**TEXT EXTRACT:**
╔══

Late last fall, from late November through December, I worked with Mozilla Labs to envision what the future of a more social browser might look like. Working with the team, I produced a series of mockups and written pieces that were designed to first layout a future scenario for what I call “pop computing” — an era when computing is cheap, abundant, and a part of the everyday environment.
Thus, this is the first of a five part series that re-imagines the browser as a “social agent” — and defines how it can do more to facilitate various social behaviors by supporting three verbs that can “socialize” the browsing experience: Connect, Follow, and Share.

To put the ideas presented here into some context, I will begin with a vignette that describes a future computing scenario, motivated by three emerging conditions:
- online account and data portability
- ubiquitous networked access
- decreasing cost of advanced computing devices
This scenario is intended to provoke us to peek around the corner of today’s browser paradigm. Little that is presented here is entirely novel. Instead, this sketch presupposes that the browser has learned new capabilities that take it from the document-centric era of the web into the age of people-centric web services. This “social agent” knows who you are and facilitates common tasks like connecting to sites, interacting with following people and information, and providing intuitive tools for sharing for than just links.
. . .
We begin at a conference, somewhere far from home that required air travel, sometime in the near-future. It doesn’t really matter what the subject of the conference is, where it’s happening specifically, or why you’re going. However, a big draw of this event is getting to meet fellow professionals and exchanging tips and experiences, with the outcome of the event some kind of shared digital artifacts that capture the top highlights. There will be ample WiFi at the event and something else: everyone attending the event is given a slate computer to use for the duration of the event.
In fact, this kind of access to computing has become quite common; and with data access and portability vastly improved, the need to carry around personal electronics of any kind has all but gone away. In fact, the very thought of bringing a personal laptop — even a netbook — to the conference — now seems obtuse, as though you were bringing your own rotary phone and Yellow Pages to the conference.
It is also not possible to “install” applications on the device; instead, any application or service you need is available on-demand, available as a zero-footprint web service.
This device is the definition of a web native device; it serves dual purposes: to make computing extremely convenient, and abundant. It omits all the distractions and bells and whistles in favor of a lean, clean user experience, and is designed to augment — rather than replace — human interaction, as a whiteboard or pad of paper might.
The “browser” on this device has been modified to accommodate a new mode of online interaction. While it has retained a number of browser conventions, it introduces new capabilities that enhance personalization, sharing, and collaboration by carving out specific interfaces dedicated to interacting with people and web services.
When you turn on the device for the first time, you’re asked to activate the machine by signing in to your preferred identity service provider. You can either choose from a list of well known providers or supply an OpenID Connect-enabled account address.

╚══

**RAW RECORDS:**
╔══

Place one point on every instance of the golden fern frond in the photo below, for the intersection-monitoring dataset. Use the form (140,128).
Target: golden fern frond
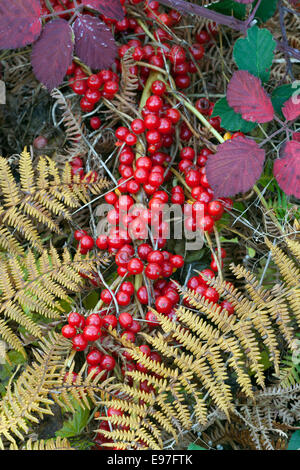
(45,381)
(32,285)
(58,443)
(42,196)
(199,350)
(29,395)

╚══

**TASK LIST:**
a) According to the text on the social browser, which three verbs can "socialize" the browsing experience?
b) Reproduce the stretch of the text on the social browser from "In fact, this" through "zero-footprint web service.", swapping "rotary phone" for "fax machine".
The material has no connection to the text on the social browser.

**OUTPUTS IN ORDER:**
a) Connect, Follow, and Share.

b)
In fact, this kind of access to computing has become quite common; and with data access and portability vastly improved, the need to carry around personal electronics of any kind has all but gone away. In fact, the very thought of bringing a personal laptop — even a netbook — to the conference — now seems obtuse, as though you were bringing your own fax machine and Yellow Pages to the conference.
It is also not possible to “install” applications on the device; instead, any application or service you need is available on-demand, available as a zero-footprint web service.